● EXERCISE AIM
Output all the data below verbatim.

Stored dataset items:
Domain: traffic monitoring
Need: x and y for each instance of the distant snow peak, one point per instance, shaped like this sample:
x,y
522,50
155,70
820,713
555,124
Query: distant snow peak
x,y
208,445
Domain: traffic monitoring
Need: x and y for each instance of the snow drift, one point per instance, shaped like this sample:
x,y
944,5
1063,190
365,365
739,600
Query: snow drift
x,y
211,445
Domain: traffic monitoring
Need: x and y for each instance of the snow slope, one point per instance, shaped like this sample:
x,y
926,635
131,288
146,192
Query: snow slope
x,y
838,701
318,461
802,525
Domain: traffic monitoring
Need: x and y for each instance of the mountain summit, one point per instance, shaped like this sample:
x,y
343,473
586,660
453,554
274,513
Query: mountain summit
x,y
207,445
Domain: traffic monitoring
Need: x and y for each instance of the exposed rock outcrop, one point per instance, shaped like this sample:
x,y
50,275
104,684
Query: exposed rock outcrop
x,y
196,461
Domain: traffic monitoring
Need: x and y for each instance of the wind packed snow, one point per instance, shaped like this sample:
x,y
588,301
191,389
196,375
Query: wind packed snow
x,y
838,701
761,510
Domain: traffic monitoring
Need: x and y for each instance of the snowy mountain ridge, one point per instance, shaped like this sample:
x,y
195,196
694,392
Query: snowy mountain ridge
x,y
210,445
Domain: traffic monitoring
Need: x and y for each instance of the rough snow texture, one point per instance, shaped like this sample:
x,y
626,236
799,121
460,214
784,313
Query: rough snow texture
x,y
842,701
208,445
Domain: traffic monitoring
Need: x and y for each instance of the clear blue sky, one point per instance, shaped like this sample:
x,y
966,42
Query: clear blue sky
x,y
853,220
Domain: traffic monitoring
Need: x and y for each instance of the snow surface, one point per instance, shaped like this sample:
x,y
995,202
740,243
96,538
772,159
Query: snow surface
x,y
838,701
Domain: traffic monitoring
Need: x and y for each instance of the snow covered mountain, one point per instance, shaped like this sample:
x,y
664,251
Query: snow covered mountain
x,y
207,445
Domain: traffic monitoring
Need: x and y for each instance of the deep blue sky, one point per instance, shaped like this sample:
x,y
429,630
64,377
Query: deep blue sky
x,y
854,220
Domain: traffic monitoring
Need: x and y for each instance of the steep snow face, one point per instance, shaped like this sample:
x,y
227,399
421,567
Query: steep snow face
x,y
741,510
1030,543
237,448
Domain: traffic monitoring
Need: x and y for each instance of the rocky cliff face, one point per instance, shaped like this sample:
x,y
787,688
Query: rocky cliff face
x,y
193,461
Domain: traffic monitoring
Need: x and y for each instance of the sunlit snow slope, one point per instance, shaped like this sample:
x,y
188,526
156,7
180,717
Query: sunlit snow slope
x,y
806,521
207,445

● RESPONSE AREA
Domain: traffic monitoring
Need: x and y for each instance of the distant snow peak, one point per instance, shaped like this sample:
x,y
522,50
155,70
820,713
555,124
Query: distant snow peak
x,y
208,445
Domain: traffic monitoring
Need: x and y for each instance of the snow drift, one point per instance, shaped like this sample:
x,y
944,5
1063,190
365,365
739,600
Query: snow drift
x,y
211,445
Domain: traffic monitoring
Need: x and y for each instance of the snow slope, one point per instance, shaped like this sample:
x,y
926,635
131,288
146,192
Query: snow slope
x,y
838,701
318,461
802,525
Domain: traffic monitoring
Need: x and y for each instance of the mountain summit, one point per instance, shaped like this sample:
x,y
343,473
586,660
453,554
274,513
Query: mountain summit
x,y
207,445
Domain: traffic monitoring
Need: x and y for each instance of the exposed rock outcrop, one point per instance, shaped like this sample:
x,y
50,275
104,684
Query: exposed rock outcrop
x,y
196,461
Domain: traffic monitoring
Need: x and y for each instance of the wind packed snow, one point per instance, shaped like this sample:
x,y
588,301
191,389
196,375
Query: wind packed snow
x,y
838,701
761,510
Domain: traffic monitoring
Need: x and y for each instance of the snowy mountain ridge, one point per instance, shaped like this sample:
x,y
195,196
694,392
Query: snowy mountain ridge
x,y
210,445
Domain: traffic monitoring
Need: x and y for each instance of the rough snow texture, one point per instance, shaped like this sample:
x,y
626,236
799,121
460,214
784,313
Query: rough snow texture
x,y
842,701
208,445
Domain: traffic monitoring
Need: x and y for each instance of the clear blue sky, one point per instance, shaped like this sample:
x,y
966,42
Query: clear blue sky
x,y
853,220
Domain: traffic monitoring
Need: x and y for each instance of the snow surface, one point per instance, shaped like this sample:
x,y
995,202
740,243
96,538
772,159
Query: snow surface
x,y
838,701
Domain: traffic monitoring
Need: x and y for each instance of the snow covered mountain, one point per instance, shaped like this sample:
x,y
664,251
Query: snow covered mountain
x,y
207,445
Domain: traffic monitoring
Need: x and y for each instance of the deep blue sky, one point per instance, shaped like this sample:
x,y
429,630
64,377
Query: deep blue sky
x,y
854,220
Domain: traffic monitoring
Need: x and y for each instance of the steep snow face, one point per instance, shaped like this sample:
x,y
227,399
421,567
Query: steep snow face
x,y
741,510
1030,543
237,448
Domain: traffic monitoring
Need: x and y for each instance of the rocky cliff face, one point per instance, shaped like this sample:
x,y
787,688
Query: rocky cliff face
x,y
193,461
Domain: traffic monitoring
Need: x and y for each instance of the sunlit snow slope, one point per instance, shaped like this sample:
x,y
188,526
156,7
180,717
Query: sunlit snow slope
x,y
806,521
207,445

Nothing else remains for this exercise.